● REQUIREMENT 1
According to the market commentary, by how many points did the Dow rise this week?
● REQUIREMENT 2
Rename "bullion" to "gold" in the market commentary and give the passage between "New York spot" and "automotive sector rebound.", inclusive.
● REQUIREMENT 3
Continue the market commentary beyond its final sentence.

● DOCUMENT EXCERPT
Good Afternoon,

A second bank suddenly found itself to be profitable after Citi's announcement the other day. Bank of America's expectations for a year in the black in 2009 encouraged a second rally of large proportions in the Dow this week, lifting it 247 points higher. The clear winner of the day however, was black gold. An 11 percent rise in the liquid commodity took place ahead of the OPEC meeting scheduled for the weekend. Clearly, someone is expecting a round of fresh output cuts from the cartel.

New York spot bullion continued with a gain of $17.60 this afternoon, and was quoted at $925.50 per ounce. Players were tallying a weaker US dollar which edged back towards 87.50 on the index, while crude raced higher, rising $4.55 to $46.88 per barrel. Silver climbed a 20 cents, quoted at $12.97 per ounce. Platinum at $1051 and palladium at $196 acted as if the market was on holiday, and remained as static as the new cars in your average dealership's showroom. While Ford's maneuvering and cash/credit situation gave rise to some hopes yesterday, BMW's run into a brick wall on news it lost nearly $1 billion in Q4 dashed hopes of an imminent automotive sector rebound.

European (and Asia) equities fell following news that German industrial production plunged, Spanish inflation turned into major disinflation, and Japan's economy contracted at the highest rate since 1974. If there were a market in courtroom stocks and litigation futures, it would be doing very well indeed.

Mr. Madoff was packing them in in Manhattan while refusing to admit to conspiracy and thus drag his aides into the Big House. Eventually, he was the one who packed and headed for his new residence. The one where the butler sleeps in the bunk above you.

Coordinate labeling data
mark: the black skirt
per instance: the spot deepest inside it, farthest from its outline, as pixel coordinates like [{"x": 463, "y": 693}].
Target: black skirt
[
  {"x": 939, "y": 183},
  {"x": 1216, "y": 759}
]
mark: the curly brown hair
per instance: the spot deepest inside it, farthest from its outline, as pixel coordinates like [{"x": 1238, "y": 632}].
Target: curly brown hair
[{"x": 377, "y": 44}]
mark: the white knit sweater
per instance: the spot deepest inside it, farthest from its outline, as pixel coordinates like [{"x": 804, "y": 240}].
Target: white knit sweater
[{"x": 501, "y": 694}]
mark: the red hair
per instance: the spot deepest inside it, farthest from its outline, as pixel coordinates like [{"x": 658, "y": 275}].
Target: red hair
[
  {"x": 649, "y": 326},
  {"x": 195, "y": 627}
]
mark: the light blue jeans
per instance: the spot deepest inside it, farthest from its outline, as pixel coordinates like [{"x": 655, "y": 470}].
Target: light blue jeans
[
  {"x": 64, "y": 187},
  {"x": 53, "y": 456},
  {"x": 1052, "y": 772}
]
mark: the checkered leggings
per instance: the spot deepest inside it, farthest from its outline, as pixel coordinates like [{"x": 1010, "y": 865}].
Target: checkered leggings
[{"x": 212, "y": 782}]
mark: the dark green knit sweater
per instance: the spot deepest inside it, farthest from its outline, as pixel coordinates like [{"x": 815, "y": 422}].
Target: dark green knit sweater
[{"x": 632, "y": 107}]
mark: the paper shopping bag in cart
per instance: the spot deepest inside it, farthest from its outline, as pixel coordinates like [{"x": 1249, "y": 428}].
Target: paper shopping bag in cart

● TASK OUTPUT 1
247 points

● TASK OUTPUT 2
New York spot gold continued with a gain of $17.60 this afternoon, and was quoted at $925.50 per ounce. Players were tallying a weaker US dollar which edged back towards 87.50 on the index, while crude raced higher, rising $4.55 to $46.88 per barrel. Silver climbed a 20 cents, quoted at $12.97 per ounce. Platinum at $1051 and palladium at $196 acted as if the market was on holiday, and remained as static as the new cars in your average dealership's showroom. While Ford's maneuvering and cash/credit situation gave rise to some hopes yesterday, BMW's run into a brick wall on news it lost nearly $1 billion in Q4 dashed hopes of an imminent automotive sector rebound.

● TASK OUTPUT 3
Sir (!) Allen Stanford invokes the Fifth - in essence saying Good Luck to investigators, and someone at Merrill will need to drink a fifth, now that the firm's misleading the US Congress on bonuses has come to light. Ah, to be an attorney today! Or a jailkeeper...

Now that practically every publication has been featuring shiny gold bars on the cover, a few words of advice from Interactive Investor International's Ceri Jones , over in the UK:

The price of gold broke through the magic $1,000 an ounce barrier at the end of February, and although it fell back this week to $890 after investors took profits, the world and his dog are advocating that gold prices will continue to rise over the long-term.


One big driver of demand is gold's perceived value as a hedge against inflation at a time when money supply in the western world is soaring and threatens to shrink the value of currencies in circulation. Last week's move by the Bank of England will amount to £75 billion of easing in the next few months, part of £150 billion sanctioned by the Chancellor, which is equal to some 10% of UK GDP. The US has doubled its money supply in the last seven years, and in Europe it is at a 30-year high.


The other big driver is that new sources of gold are genuinely scarce. The leading gold mining nation, South Africa, has halved its annual output since 1998. The days of finding marble-sized nuggets in California are long gone, with most of the world's remaining gold existing only as traces in difficult regions.


Gold bulls therefore have a lot to support their argument that metal's price will continue to rise - as well as circumstantial evidence such as record withdrawals from banks, runs on supplies of gold coins, record volumes of trade in exchange traded funds and the sheer tangibility of the metal at a time when banking products can seem opaque.


There are two huge flaws in the bull arguments, however. The first is the contention that growth in demand will continue to come from jewellery sales in emerging markets.


Jewellery still accounts for two thirds of all gold demand, with India the world's largest consumer, devouring about one fifth of the world's supply, twice as much as China and the US. It is central to the 10 million weddings that take place in India every year, mostly in April and May, as part of the transactions that take place between families, and this accounts for the regular, annual pattern of price rises early in the year before falling back later in the summer.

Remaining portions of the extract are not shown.